## WRITTEN EXERCISE A
List every mutation action that the molecule-search excerpt names, each with the percentage of use it reports.

## SELECTED EXCERPT

We start with the objective of rediscovering a set of molecules. The objective set corresponds to the union of QM9 (ref. 27) and PC9 (ref. 28 and 31) as defined in the OD9 publication.29 These two sets contain molecules ranging from HAC 1 up to 9 that can be either carbon, nitrogen, oxygen, or fluorine. QM9 is a subset of molecules of the GDB enumerations.30 QM9 was built from a constrained combinatorial approach while PC9 is a subset taken from PubChem data with the same number of heavy atom limits and chemical element constraints. Once the radicals, the stereochemical information, and the duplicates are removed, the union of these two sets contains 190300 different molecules. Depending on the filter used, it can be seen from Table 1 that the number of molecules that contain only known connectivity features in ChEMBL25 (column passing filter 1) or even the ChEMBL25 and ZINC20 (column passing filter 2) is a minority of this set of molecules. The impact of adding the ZINC connectivity features is evident. For other combinatorial reference datasets like GDBChEMBL and GDB11, the filtering is also quite drastic removing at least 84% of the molecules while accepting all the ChEMBL25 and ZINC20 connectivity features. Using filter 1 instead of filter 2 results in the loss of almost half of the molecules that were left. Applying filter 1 (ChEMBL) to ZINC has a noticeable but comparatively smaller effect. 64% of ZINC correspond to molecules that only possess connectivity features present in ChEMBL. That leaves more than 100
000
000 unique neutral molecules with just only four types of heavy atoms.
It is important to make it clear here that we are not claiming that all molecules that do not pass the filters are unrealistic. We have opted for a conservative approach, excluding any unknown environment in order to see the impact of severe filtering on the search space. Similarly, we do not claim that all the molecules that pass the filters are synthesisable. But as they only present known chemical environments up to two bonds, they can be considered realistic, especially after the second filter of the cyclic features.
Starting from only a methane molecule, the generator randomly mutates the molecules of its population and if the solution belongs to the QM9 ∪ PC9 dataset, the score for this solution is 1 and if not, it is 0. It is thus a pure enumeration study based on random actions on randomly chosen individuals. The important thing here is to check whether the limitation to certain connectivity features as defined in the ECFP2 and ECFP4 still allows navigation in chemical space. For each heavy atom limit and each filter, ten experiments were performed. We also tested the impact of the number of actions on the molecular graphs for each mutation. As an example, for a depth of four actions, the generator can chain up to four operations such as adding or removing an atom (see the Methodology section) before filtering. We report the results of this experiment in the rest of this paragraph. For molecules up to HAC 4 in size and both filters, the generator is able to systematically find all the molecules by performing only one action each time. At HAC 5, the limit must be increased to two actions, and then to 3 actions at up to HAC 9. Allowing for more actions is therefore mandatory for a few cases, but it increases also the overall enumeration cost. During this task, we found that all actions defined in EvoMol have been used. On average across all these experiments, the most important actions are the two building actions append atom (34%) and insert carbon (30%), followed by change bond (25%), substitute atom type (23%) and move group (14%). Finally, the two destructive actions are for this task the least used with remove atom (9%) and cut atom (6%).

## TASK MATERIAL

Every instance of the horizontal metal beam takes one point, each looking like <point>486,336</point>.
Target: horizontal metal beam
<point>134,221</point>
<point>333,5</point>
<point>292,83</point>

## WRITTEN EXERCISE B
Rewrite all the rows above, requests included. Multiply each point coordinate in the answers by 0.55 and round to whole numbers, with halves rounding up. Leave the numbers in the requests unchanged.

## FULL OUTPUT A
append atom (34%)
insert carbon (30%)
change bond (25%)
substitute atom type (23%)
move group (14%)
remove atom (9%)
cut atom (6%)

## FULL OUTPUT B
Every instance of the horizontal metal beam takes one point, each looking like <point>486,336</point>.
Target: horizontal metal beam
<point>74,122</point>
<point>183,3</point>
<point>161,46</point>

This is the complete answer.